|
|
|
|
|
by deepdarkforest
393 days ago
|
|
Terrible stuff and a reddish flag. First of all, gpt signs all over the blog post, reads like a bottom of the barrel linkedin post. But more importantly, why double and triple down on no RAG? As with most techniques, it has its merits in certain scenarios. I understand getting VC money so you have to prove differentiation and conviction in your approach, but why do it like this? What if RAG does end up being useful? You'll just have to admit you were wrong and cursor and others were right? I don't get it. Just say we don't believe RAG is as useful for now and we take a different approach. But tripling down on a technique so early into such a new field seems immature to me. It screams of wanting to look different for the sake of it. |
|
RAG is useful for natural text because there is no innate logic in how it's structured. RAG chunking based on punctuation for natural language doesn't work well because people use punctuation pretty poorly and the RAG models are too small to learn how they can do it themselves.
Source code, unlike natural text, comes with grammar that must be followed for it to even run. From being able to find a definition deterministically, to having explicit code blocks, you've gotten rid of 90% of the reason why you need chunking and ranking in RAG systems.
Just using etags with a rule that captures all the scope of a function I've gotten much higher than sota results when it comes to working with large existing code bases. Of course the fact I was working in lisp made dealing with code blocks and context essentially trivial. If you want to look at blub languages like python and javascript you need a whole team of engineers to deal with all the syntactic cancer.
—————
[Complete the following]
• a. Transcribe the RAG thread from "Source code, unlike" to "in RAG systems.".
• b. Using the RAG thread, mark each statement yes or no and quote the words that decide it: (i) The blog post is said to read like a LinkedIn post. (ii) RAG chunking based on punctuation is said to work well for natural language. (iii) The writer who used etags was working in Python.
—————
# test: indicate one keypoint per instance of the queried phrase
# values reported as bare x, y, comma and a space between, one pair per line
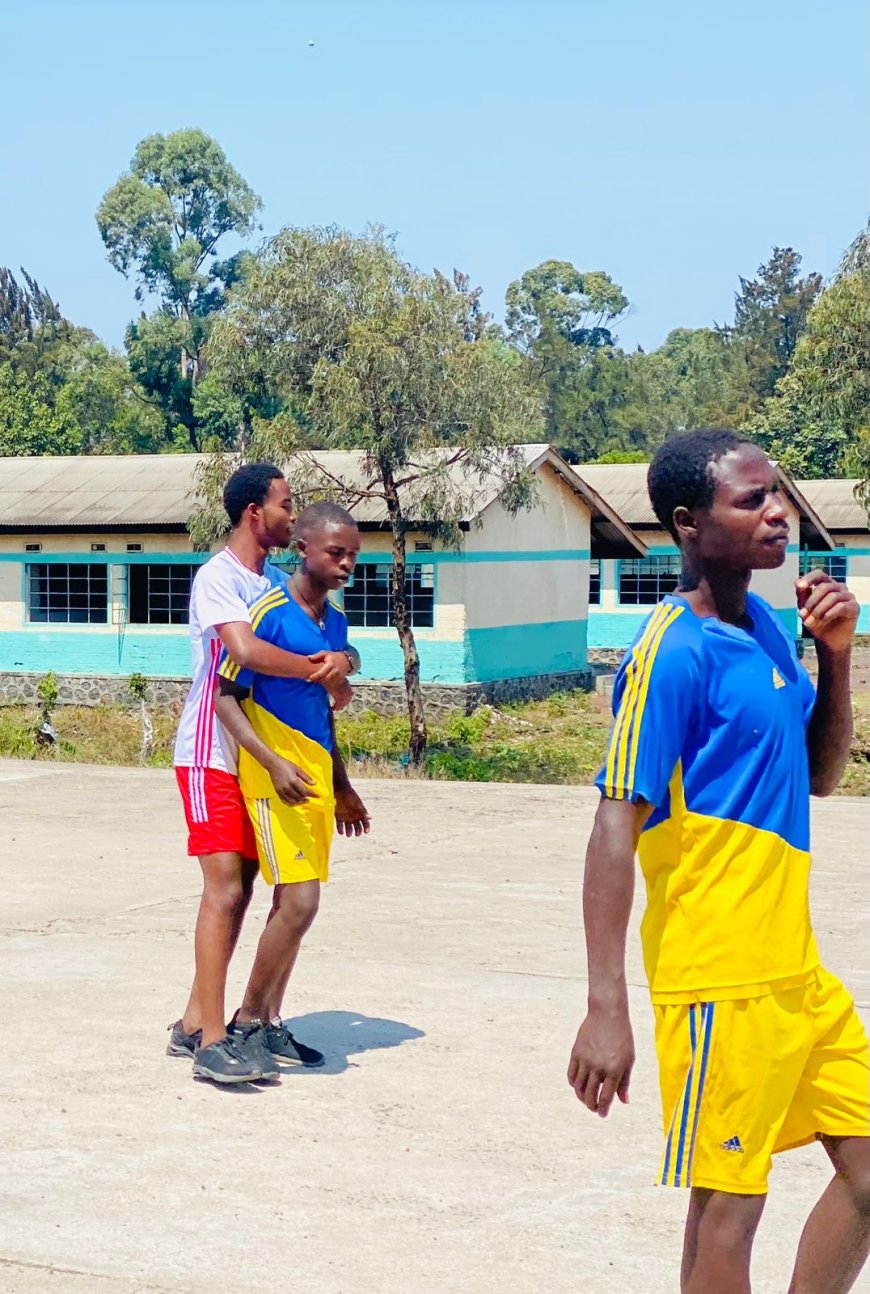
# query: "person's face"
330, 554
275, 518
746, 527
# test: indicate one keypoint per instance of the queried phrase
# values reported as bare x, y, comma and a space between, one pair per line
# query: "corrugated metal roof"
97, 491
159, 489
624, 488
835, 502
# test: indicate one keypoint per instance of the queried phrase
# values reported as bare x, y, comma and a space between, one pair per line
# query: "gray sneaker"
224, 1063
249, 1038
284, 1046
180, 1043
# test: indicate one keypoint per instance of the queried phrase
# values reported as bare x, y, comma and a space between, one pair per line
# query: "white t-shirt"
223, 590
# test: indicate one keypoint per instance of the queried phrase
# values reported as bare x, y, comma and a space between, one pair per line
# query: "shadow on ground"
343, 1034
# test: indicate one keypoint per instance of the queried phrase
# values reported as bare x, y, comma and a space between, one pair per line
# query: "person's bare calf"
836, 1237
294, 909
717, 1246
228, 884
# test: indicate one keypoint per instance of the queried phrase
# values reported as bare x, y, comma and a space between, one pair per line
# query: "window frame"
55, 572
170, 571
651, 597
360, 617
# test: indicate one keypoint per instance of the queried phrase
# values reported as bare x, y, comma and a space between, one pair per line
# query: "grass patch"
559, 740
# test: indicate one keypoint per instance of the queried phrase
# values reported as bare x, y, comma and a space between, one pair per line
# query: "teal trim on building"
67, 650
517, 651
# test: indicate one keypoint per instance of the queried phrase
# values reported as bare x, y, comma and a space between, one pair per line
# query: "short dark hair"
680, 474
249, 484
317, 516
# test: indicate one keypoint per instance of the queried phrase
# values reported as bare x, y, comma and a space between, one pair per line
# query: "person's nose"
777, 511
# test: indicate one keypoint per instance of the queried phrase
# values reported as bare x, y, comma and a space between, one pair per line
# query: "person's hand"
602, 1059
343, 696
351, 814
827, 610
333, 669
290, 783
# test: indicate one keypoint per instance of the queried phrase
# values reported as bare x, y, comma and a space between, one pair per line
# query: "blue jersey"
278, 707
711, 730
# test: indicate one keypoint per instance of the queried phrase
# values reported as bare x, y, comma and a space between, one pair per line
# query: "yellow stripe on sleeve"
631, 711
267, 603
625, 708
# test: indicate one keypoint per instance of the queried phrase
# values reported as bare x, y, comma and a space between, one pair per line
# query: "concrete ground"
439, 1151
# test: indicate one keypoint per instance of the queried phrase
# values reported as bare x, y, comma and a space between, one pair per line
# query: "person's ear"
685, 523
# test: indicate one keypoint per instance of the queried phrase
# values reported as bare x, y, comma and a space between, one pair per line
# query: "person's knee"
298, 907
857, 1183
225, 894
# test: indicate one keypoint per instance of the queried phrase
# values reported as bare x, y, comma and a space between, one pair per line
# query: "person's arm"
328, 668
829, 612
603, 1052
351, 814
290, 783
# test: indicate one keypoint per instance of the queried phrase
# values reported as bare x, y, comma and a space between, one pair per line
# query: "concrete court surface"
439, 1149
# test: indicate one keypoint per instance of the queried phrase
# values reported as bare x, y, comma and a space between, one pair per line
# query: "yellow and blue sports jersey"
290, 714
711, 730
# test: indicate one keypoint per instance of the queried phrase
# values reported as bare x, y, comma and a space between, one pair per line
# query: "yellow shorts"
293, 840
742, 1081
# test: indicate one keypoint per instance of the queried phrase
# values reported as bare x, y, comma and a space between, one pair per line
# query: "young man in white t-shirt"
259, 506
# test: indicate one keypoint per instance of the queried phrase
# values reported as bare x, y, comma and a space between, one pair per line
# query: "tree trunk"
413, 691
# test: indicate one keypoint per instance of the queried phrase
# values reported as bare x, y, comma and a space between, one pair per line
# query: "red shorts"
—————
[Answers below]
• a.
Source code, unlike natural text, comes with grammar that must be followed for it to even run. From being able to find a definition deterministically, to having explicit code blocks, you've gotten rid of 90% of the reason why you need chunking and ranking in RAG systems.

• b.
(i) Yes: "reads like a bottom of the barrel linkedin post"
(ii) No: "RAG chunking based on punctuation for natural language doesn't work well"
(iii) No: "Of course the fact I was working in lisp made dealing with code blocks and context essentially trivial."